Your objective:
Reproduce the rows starting at the line containing "Agricultural drone survey: scan the aerial photo for blue sky." and ending at the line containing "0, 0, 460, 164", swapping "blue sky" for "open sky" and keeping everything else the same.

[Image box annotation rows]
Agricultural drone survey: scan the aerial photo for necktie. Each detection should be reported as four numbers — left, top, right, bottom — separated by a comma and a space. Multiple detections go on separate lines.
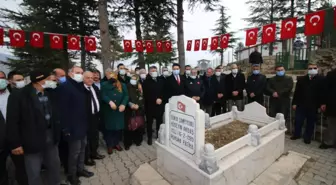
88, 87, 98, 114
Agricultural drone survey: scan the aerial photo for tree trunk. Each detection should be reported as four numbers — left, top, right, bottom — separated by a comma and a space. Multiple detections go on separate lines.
177, 0, 185, 73
98, 0, 111, 71
134, 0, 146, 68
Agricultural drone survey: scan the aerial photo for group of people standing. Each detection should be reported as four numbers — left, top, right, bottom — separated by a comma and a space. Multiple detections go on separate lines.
0, 60, 336, 185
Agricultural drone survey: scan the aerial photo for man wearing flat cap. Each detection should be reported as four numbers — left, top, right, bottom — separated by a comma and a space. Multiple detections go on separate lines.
6, 71, 60, 185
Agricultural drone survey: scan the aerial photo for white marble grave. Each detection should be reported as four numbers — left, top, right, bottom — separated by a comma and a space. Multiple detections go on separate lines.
156, 96, 286, 185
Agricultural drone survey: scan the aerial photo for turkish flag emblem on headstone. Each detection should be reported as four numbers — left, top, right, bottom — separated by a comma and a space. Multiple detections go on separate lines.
187, 40, 192, 51
124, 40, 133, 52
220, 33, 230, 49
68, 35, 80, 50
261, 23, 276, 44
156, 40, 163, 52
49, 34, 63, 49
9, 30, 26, 47
245, 28, 259, 46
305, 10, 325, 35
164, 40, 172, 52
280, 17, 297, 39
84, 36, 97, 51
30, 32, 44, 48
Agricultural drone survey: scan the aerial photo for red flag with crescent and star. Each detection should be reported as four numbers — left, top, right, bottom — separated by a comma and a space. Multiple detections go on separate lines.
245, 28, 259, 46
304, 10, 326, 36
49, 34, 63, 49
68, 35, 80, 50
210, 36, 219, 50
30, 32, 44, 48
9, 30, 26, 47
124, 40, 133, 53
84, 36, 97, 51
261, 23, 276, 44
280, 17, 297, 40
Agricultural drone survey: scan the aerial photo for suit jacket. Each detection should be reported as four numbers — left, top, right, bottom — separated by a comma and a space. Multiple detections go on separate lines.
6, 84, 60, 154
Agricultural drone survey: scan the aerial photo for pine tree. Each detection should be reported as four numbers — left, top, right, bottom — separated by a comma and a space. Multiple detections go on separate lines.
212, 6, 237, 65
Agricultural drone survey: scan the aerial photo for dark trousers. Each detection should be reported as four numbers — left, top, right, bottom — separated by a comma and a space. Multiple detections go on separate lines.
210, 101, 226, 117
85, 114, 99, 160
0, 150, 8, 185
294, 107, 317, 141
105, 130, 122, 148
146, 110, 163, 139
11, 154, 28, 185
124, 128, 143, 147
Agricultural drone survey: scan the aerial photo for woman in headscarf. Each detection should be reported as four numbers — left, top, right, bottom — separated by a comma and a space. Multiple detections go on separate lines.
101, 72, 128, 154
124, 75, 144, 150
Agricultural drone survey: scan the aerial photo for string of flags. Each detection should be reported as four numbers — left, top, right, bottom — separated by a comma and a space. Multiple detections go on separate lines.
0, 28, 97, 51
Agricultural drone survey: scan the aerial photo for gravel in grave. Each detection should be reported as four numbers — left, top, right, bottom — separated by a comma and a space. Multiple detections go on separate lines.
205, 120, 249, 149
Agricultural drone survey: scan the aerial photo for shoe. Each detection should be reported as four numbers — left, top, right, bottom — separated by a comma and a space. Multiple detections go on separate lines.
319, 142, 333, 149
114, 145, 122, 152
84, 159, 96, 166
290, 136, 300, 140
107, 147, 113, 155
91, 154, 105, 160
77, 170, 94, 178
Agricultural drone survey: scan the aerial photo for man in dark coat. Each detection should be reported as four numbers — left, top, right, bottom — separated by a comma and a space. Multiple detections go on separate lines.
246, 64, 267, 105
291, 63, 323, 144
225, 64, 246, 111
6, 71, 61, 185
143, 66, 165, 145
266, 65, 294, 119
249, 47, 263, 65
59, 66, 94, 185
211, 66, 226, 116
320, 69, 336, 149
163, 63, 185, 102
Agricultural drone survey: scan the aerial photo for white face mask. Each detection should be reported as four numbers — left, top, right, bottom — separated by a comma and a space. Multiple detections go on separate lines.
72, 74, 83, 83
15, 81, 26, 89
130, 79, 137, 85
151, 72, 157, 78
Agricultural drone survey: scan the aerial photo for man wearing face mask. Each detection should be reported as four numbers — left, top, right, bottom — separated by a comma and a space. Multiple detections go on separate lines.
163, 63, 185, 102
59, 66, 94, 185
117, 63, 131, 84
266, 65, 294, 118
246, 64, 267, 105
6, 71, 61, 185
143, 66, 165, 145
291, 63, 324, 144
225, 64, 246, 111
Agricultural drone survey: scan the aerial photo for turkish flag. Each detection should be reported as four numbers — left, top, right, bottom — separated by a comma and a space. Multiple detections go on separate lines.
194, 39, 201, 51
187, 40, 192, 51
202, 38, 209, 50
245, 28, 259, 46
0, 28, 5, 45
49, 34, 63, 49
261, 23, 276, 44
30, 32, 44, 48
9, 30, 26, 47
135, 40, 143, 52
280, 17, 297, 40
164, 40, 172, 52
84, 36, 97, 51
220, 33, 230, 49
155, 40, 163, 52
68, 35, 80, 50
145, 40, 154, 53
124, 40, 133, 52
210, 36, 219, 50
305, 10, 325, 35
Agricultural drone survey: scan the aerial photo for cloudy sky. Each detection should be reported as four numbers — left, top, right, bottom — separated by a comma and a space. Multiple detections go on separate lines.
0, 0, 249, 68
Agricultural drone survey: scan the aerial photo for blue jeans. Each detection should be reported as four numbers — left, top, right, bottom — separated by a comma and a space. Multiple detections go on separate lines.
105, 130, 122, 147
294, 107, 317, 141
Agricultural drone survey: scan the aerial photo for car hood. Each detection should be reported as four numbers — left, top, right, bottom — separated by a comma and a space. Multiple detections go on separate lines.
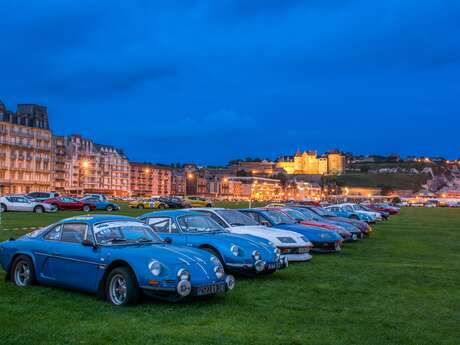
230, 225, 308, 246
103, 244, 211, 265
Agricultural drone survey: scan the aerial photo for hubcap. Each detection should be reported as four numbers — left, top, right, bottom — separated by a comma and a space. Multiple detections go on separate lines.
109, 274, 128, 305
14, 261, 30, 286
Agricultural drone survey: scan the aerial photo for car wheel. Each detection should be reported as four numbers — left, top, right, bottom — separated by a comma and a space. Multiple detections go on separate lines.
105, 267, 140, 306
11, 255, 35, 287
34, 206, 45, 213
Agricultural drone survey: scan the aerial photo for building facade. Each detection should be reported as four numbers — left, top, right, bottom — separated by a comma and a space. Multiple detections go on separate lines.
53, 135, 130, 196
129, 162, 172, 197
276, 150, 345, 175
0, 102, 53, 194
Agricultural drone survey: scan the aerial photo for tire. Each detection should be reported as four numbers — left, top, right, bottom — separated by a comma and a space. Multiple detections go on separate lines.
34, 206, 45, 213
105, 267, 140, 306
10, 255, 35, 287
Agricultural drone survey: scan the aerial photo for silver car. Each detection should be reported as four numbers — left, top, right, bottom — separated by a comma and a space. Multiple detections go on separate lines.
0, 195, 57, 213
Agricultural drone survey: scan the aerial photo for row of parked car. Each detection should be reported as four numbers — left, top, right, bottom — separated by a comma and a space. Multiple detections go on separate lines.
0, 192, 212, 213
0, 204, 398, 306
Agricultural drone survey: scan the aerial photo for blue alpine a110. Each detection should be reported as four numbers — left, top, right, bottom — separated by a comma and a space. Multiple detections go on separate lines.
240, 208, 343, 253
139, 210, 288, 276
0, 215, 235, 306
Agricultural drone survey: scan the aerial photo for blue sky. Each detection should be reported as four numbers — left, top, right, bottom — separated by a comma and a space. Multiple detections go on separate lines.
0, 0, 460, 164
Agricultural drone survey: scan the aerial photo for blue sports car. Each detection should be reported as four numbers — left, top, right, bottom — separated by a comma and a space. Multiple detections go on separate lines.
80, 196, 120, 212
240, 208, 343, 253
139, 210, 288, 276
0, 215, 235, 306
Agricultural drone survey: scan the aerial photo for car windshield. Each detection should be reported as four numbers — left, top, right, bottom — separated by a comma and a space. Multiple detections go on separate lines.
216, 210, 258, 226
177, 215, 226, 233
93, 221, 163, 244
296, 208, 323, 222
262, 211, 296, 225
283, 208, 311, 220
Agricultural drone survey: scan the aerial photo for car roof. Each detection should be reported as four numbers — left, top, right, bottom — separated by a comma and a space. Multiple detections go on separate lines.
139, 210, 203, 218
60, 214, 138, 224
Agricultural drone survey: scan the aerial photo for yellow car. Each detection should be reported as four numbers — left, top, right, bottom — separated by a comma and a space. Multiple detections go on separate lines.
184, 196, 212, 207
129, 198, 168, 209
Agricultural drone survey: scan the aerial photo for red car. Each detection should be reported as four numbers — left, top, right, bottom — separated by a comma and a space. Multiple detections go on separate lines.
43, 196, 96, 212
270, 207, 352, 240
369, 204, 400, 215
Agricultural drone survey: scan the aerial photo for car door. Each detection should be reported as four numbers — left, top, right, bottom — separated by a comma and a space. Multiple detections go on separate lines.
44, 222, 100, 291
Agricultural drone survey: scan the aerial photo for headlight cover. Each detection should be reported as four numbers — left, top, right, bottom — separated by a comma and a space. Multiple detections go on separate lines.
230, 244, 240, 256
149, 260, 161, 276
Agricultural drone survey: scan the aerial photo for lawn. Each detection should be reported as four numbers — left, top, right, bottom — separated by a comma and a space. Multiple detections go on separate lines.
0, 204, 460, 345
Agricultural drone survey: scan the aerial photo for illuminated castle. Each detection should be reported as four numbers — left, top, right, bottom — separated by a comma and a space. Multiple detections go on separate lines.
276, 150, 345, 175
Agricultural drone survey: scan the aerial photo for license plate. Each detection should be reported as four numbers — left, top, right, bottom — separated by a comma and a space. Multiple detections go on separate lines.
196, 284, 225, 296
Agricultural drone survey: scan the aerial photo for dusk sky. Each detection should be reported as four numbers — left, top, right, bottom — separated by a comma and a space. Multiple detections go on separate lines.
0, 0, 460, 165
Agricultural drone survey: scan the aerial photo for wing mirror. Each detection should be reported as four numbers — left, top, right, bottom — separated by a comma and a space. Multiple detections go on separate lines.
164, 237, 172, 244
81, 239, 97, 248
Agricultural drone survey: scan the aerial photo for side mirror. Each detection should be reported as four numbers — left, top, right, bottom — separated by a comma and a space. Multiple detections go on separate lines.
164, 237, 172, 244
81, 239, 96, 248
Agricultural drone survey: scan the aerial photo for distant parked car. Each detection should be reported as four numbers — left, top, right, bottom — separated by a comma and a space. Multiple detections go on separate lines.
193, 207, 313, 261
184, 196, 212, 207
80, 196, 120, 212
325, 205, 377, 223
43, 196, 96, 212
240, 208, 343, 253
26, 192, 59, 201
0, 195, 57, 213
139, 210, 286, 275
159, 196, 190, 208
84, 194, 107, 202
128, 198, 168, 209
0, 215, 235, 306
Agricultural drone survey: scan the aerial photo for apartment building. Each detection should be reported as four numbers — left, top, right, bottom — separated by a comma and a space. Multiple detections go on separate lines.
129, 162, 172, 197
0, 102, 53, 194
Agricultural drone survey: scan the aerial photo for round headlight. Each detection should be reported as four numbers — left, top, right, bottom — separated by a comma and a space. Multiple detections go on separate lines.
230, 244, 240, 256
211, 256, 222, 266
177, 268, 190, 280
149, 260, 161, 276
214, 266, 225, 279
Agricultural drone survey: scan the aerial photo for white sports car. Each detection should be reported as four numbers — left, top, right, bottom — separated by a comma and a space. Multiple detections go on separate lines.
0, 195, 57, 213
193, 207, 313, 261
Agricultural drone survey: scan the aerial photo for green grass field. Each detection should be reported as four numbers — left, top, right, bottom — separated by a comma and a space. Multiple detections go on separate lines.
0, 204, 460, 345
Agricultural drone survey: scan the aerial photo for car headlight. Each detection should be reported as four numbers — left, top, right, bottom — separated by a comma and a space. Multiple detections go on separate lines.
177, 268, 190, 280
230, 244, 240, 256
300, 236, 310, 242
277, 237, 295, 243
149, 260, 161, 276
211, 256, 222, 266
214, 266, 225, 279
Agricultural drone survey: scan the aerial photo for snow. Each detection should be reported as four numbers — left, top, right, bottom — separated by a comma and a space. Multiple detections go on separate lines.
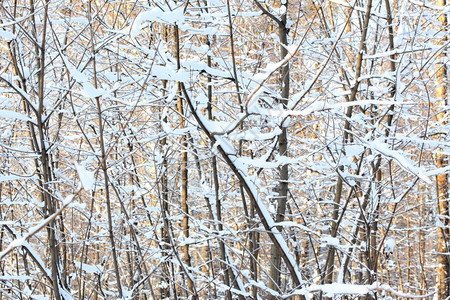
0, 30, 16, 42
130, 6, 185, 38
369, 140, 433, 184
384, 237, 395, 256
75, 164, 95, 191
74, 261, 103, 274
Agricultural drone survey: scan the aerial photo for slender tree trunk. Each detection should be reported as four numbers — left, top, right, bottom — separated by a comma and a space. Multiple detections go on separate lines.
268, 5, 290, 300
436, 0, 450, 299
88, 2, 123, 298
174, 26, 198, 299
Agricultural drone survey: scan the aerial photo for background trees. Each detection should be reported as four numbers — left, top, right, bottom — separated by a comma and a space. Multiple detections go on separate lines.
0, 0, 448, 299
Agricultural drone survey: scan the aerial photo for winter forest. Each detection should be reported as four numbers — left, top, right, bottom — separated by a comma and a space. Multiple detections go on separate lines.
0, 0, 450, 300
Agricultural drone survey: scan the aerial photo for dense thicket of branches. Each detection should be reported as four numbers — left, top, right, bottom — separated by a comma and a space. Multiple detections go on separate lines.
0, 0, 450, 299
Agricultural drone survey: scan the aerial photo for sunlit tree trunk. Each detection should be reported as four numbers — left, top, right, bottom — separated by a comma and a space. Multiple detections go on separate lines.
436, 0, 450, 292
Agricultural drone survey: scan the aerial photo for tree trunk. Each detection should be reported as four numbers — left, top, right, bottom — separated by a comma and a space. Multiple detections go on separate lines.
436, 0, 450, 299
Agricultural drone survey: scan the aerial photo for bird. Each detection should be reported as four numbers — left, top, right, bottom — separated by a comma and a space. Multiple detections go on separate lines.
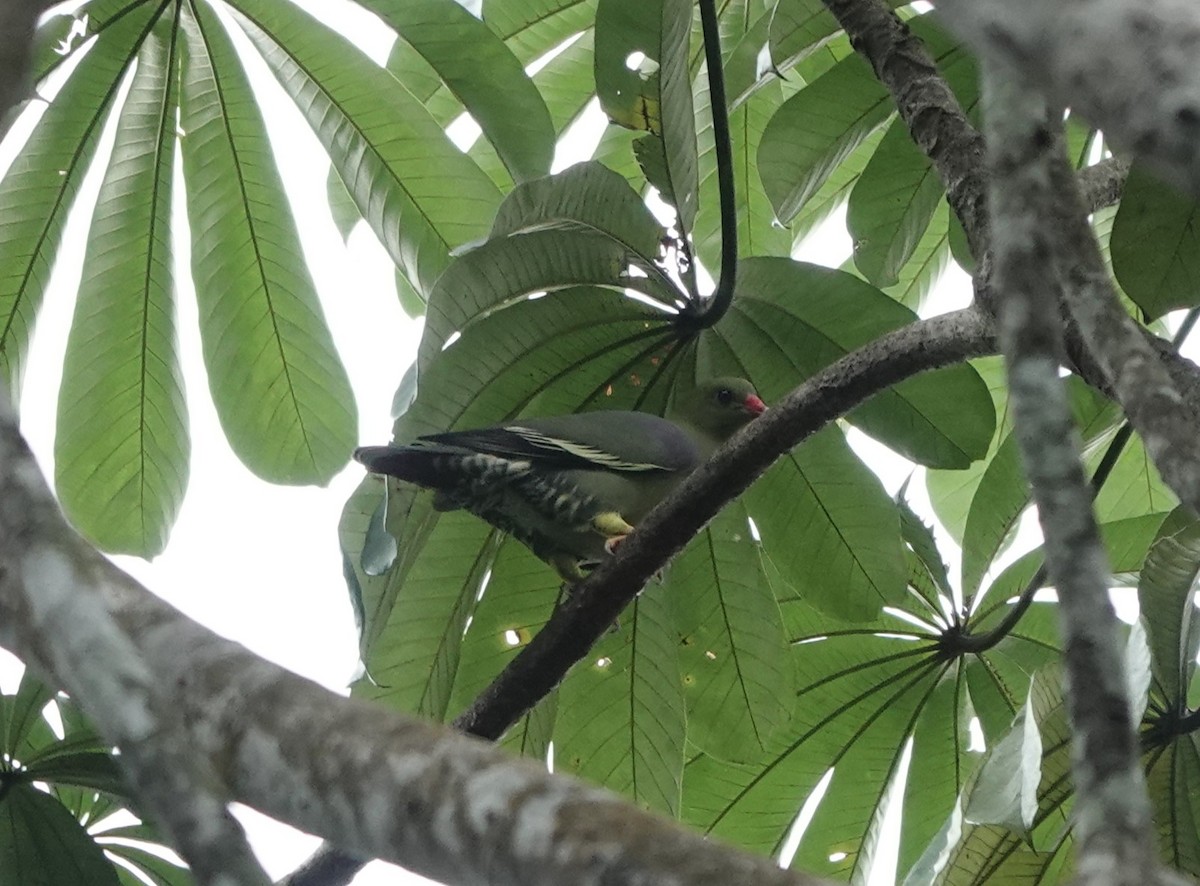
354, 378, 767, 585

Task answer:
Agricultural drone survey: scan the aerial photo for open sky. Each detection should be reported as four numbers — left, top, right, bottom — separated by a comma and a space. Multiple detections go on separate lines.
0, 0, 460, 164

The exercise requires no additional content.